ВЫБРАННЫЙ ОТРЫВОК:
При этом традицию обе стороны понимали уже утопически – и те, кто хотел "исправить" и "улучшить" ее, и те, кто хотел "сохранить". Элементы утопизма несложно увидеть в деятельности "боголюбцев". Царство, подданными которого они являлись, в их представлении, не было "подлинным" Третьим Римом. Третий Рим понимается ими уже утопически, как проект , как задание на будущее. "Раскол не старая Русь, но мечта о старине… И вместо "голубого цветка" – полусказочный Китеж", – отмечал прот. Георгий Флоровский .
Выделение "ревнителей" как зачинателей первой русской модернизации, несомненно, может вызывать возражения. В частности, следующее: разве их нравоучительность не была традиционной чертой церковной культуры?
Действительно, обличительная, поучительная, учительная литература – неотъемлемая часть русской письменной традиции. Можно вспомнить в этой связи и "Поучение Владимира Мономаха", и "Моление Даниила Заточника", и многие другие произведения. Вообще социальный критицизм – важная часть христианского учения, в чем можно убедиться на примере проповедей Иоанна Златоуста, чрезвычайно ценимых на Руси. Характеризуя творчество арх. Дионисия, стремившегося подражать Залатоусту, С. А. Зеньковский отмечал, что "Троице-Сергиевский архимандрит так же, как и сам Златоуст, прежде всего сам мечтал о создании подлинного христианского общества, боролся за высокую нравственность мирян и духовенства и высоко ставил те чувства христианского страдания и солидарности, которые теперь можно было бы назвать христианской социальностью" . Однако важно понимать: и архимандрит Дионисий, и Максим Грек, который был его наставником, ориентировались на традицию учительного слова, а поучение как жанр и, с другой стороны, требование исправления богослужебных книг и общественных нравов как попытка прямого воздействия на общество – это явления почти противоположные. Иоанн Златоуст не пытался подчинить общество себе, как это было свойственно представителям католической церкви, особенно в эпоху Ренессанса. С. А. Зеньковский отмечает, что духовным учителем Максима Грека был Савонарола , и Савонаролу же по методу, силе обличения нравов очень напоминал основоположник кружка "боголюбцев" Иван Неронов . Любому непредвзятому исследователю ясна разница между методами воздействия на общество святителя Иоанна, одного из вселенских отцов и учителей, и трагического героя эпохи позднего Средневековья, сжигавшего на костре "греховные" произведения своих современников.

Примеры обнаружения:
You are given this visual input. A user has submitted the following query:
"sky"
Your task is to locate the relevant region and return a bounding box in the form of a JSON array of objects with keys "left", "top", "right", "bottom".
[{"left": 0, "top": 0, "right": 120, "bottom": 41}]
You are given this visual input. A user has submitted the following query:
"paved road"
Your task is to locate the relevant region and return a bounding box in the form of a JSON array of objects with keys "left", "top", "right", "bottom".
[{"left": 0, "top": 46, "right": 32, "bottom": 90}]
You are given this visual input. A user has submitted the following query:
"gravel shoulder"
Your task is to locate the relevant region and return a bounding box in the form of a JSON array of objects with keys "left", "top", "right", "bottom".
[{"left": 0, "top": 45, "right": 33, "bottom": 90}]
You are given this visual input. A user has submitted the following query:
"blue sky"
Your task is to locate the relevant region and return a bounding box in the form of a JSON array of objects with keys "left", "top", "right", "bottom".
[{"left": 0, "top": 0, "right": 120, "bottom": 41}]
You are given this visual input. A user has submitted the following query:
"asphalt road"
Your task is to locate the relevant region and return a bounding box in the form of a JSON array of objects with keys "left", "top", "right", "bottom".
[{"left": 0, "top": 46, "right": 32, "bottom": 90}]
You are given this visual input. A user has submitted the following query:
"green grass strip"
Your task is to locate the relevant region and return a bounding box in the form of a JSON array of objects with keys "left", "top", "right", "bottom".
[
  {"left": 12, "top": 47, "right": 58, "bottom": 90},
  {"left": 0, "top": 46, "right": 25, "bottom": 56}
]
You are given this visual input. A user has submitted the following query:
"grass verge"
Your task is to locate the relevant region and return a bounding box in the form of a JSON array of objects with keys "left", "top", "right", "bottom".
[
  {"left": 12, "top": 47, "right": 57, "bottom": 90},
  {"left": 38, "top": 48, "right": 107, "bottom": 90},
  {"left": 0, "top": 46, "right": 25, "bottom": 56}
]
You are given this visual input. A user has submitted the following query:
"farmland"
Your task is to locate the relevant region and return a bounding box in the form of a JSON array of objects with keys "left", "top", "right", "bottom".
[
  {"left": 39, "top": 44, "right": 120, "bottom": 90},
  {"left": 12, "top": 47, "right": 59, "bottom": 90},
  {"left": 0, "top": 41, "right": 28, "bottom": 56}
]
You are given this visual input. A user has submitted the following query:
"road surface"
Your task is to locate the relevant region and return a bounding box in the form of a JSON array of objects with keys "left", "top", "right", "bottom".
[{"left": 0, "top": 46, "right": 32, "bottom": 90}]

ЗАДАНИЕ:
Повторите из отрывка о «боголюбцах» фрагмент, начиная со слов «При этом традицию» и далее вплоть до слов «Георгий Флоровский .». Строки — самостоятельный материал, с отрывком они не связаны.

РЕЗУЛЬТАТ:
При этом традицию обе стороны понимали уже утопически – и те, кто хотел "исправить" и "улучшить" ее, и те, кто хотел "сохранить". Элементы утопизма несложно увидеть в деятельности "боголюбцев". Царство, подданными которого они являлись, в их представлении, не было "подлинным" Третьим Римом. Третий Рим понимается ими уже утопически, как проект , как задание на будущее. "Раскол не старая Русь, но мечта о старине… И вместо "голубого цветка" – полусказочный Китеж", – отмечал прот. Георгий Флоровский .